# Permintaan
1. Tulis ulang bagian dari artikel tentang pemakai bahasa Sunda mulai dari "Sindonews.com - Pengguna" sampai "Ciamis, dan Banjar.". Ganti "generasi muda" dengan "anak muda".
2. Menurut artikel tentang pemakai bahasa Sunda, berapa keluarga yang diteliti oleh Balai Bahasa Bandung?
3. Teruskan artikel tentang pemakai bahasa Sunda setelah kalimat terakhirnya.

# Teks Sumber
════
Advertisement
Advertisement
Advertisement
INFOGRAFIS INDEKS
Advertisement

Pemakai bahasa Sunda tinggal 43%

Iman Herdiana (Okezone) , Jurnalis-Rabu, 23 November 2011 |21:27 WIB
Pemakai bahasa Sunda tinggal 43%
A
A
A

Sindonews.com - Pengguna bahasa Sunda dalam pergaulan generasi muda saat ini jumlahnya sangat sedikit. Akibatnya, kelestarian bahasa Sunda terancam punah.

Hasil penelitian Balai Bahasa Bandung yang dilakukan selama dua tahun (2008-2009) menunjukkan, jumlah keluarga yang menggunakan bahasa Sunda dalam pergaulan sehari-hari tinggal 43 persen. Penelitian dilakukan terhadap 900 keluarga. Sanpel diambil di keluarga yang berada di Kota Bandung, Kabupaten Bandung, Tasikmalaya, Cirebon, Garut, Ciamis, dan Banjar.

"Dari dua tahun penelitian, ternyata pengguna bahasa Sunda tinggal 43 persen. Sampel penelitiannya adalah keluarga," kata peneliti Balai Bahasa Bandung Asep Supriyadi di Bandung, Jawa Barat, Rabu (23/11/2011).
════
# Cuplikan Data
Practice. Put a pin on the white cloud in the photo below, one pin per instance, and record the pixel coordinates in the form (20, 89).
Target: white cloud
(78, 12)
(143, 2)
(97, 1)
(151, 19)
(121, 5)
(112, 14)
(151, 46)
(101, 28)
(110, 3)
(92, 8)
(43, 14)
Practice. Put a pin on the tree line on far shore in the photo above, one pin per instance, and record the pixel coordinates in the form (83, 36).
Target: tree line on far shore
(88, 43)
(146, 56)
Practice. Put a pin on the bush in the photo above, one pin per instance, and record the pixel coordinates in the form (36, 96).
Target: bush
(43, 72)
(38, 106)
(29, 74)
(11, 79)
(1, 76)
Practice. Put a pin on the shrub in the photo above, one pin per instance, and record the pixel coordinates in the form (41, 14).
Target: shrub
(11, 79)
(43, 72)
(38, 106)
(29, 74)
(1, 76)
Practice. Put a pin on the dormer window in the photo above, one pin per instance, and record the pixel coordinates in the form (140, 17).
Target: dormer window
════
# Jawaban per Tugas
1.
Sindonews.com - Pengguna bahasa Sunda dalam pergaulan anak muda saat ini jumlahnya sangat sedikit. Akibatnya, kelestarian bahasa Sunda terancam punah.

Hasil penelitian Balai Bahasa Bandung yang dilakukan selama dua tahun (2008-2009) menunjukkan, jumlah keluarga yang menggunakan bahasa Sunda dalam pergaulan sehari-hari tinggal 43 persen. Penelitian dilakukan terhadap 900 keluarga. Sanpel diambil di keluarga yang berada di Kota Bandung, Kabupaten Bandung, Tasikmalaya, Cirebon, Garut, Ciamis, dan Banjar.

2. 900 keluarga.

3.
Menurut penelitian itu, lanjut Asep, tiap sampel atau keluarga tidak menggunakan bahasa Sunda dalam kehidupan sehari-harinya, termasuk saat berkomunikasi dengan anak-anaknya. Meskipun mereka lahir dan dibesarkan di Jabar.

Akibatnya, bahasa Sunda sebagai bahasa daerah dikhawatirkan punah. Indikasinya, saat ini pemahaman murid sekolah terhadap bahasa Sunda cenderung kurang. Dalam pergaulan, mereka lebih senang menggunakan bahasa Indonesia. "Bahasa Sunda terdesak bahasa Indonesia. Jika dibiarkan bisa punah," ujarnya.

Fenomena terdesaknya bahasa Sunda terutama terjadi di masyarakat perkotaan, khususnya di kalangan remaja. Faktor yang membuat mereka enggan menggunakan bahasa Sunda karena mengalami kesulitan dalam menggunakan undak-usuk (tata bahasa) bahasa Sunda.

"Mereka takut salah bicara, kan ada yang halus ada yang kasar. Akhirnya pelajar enggan," terangnya.

Namun faktor terbesar yang membuat bahasa Sunda terancam adalah faktor gengsi. Jika mereka menggunakan bahasa Sunda dalam kehidupan sehari-hari, mereka merasa kurang pede.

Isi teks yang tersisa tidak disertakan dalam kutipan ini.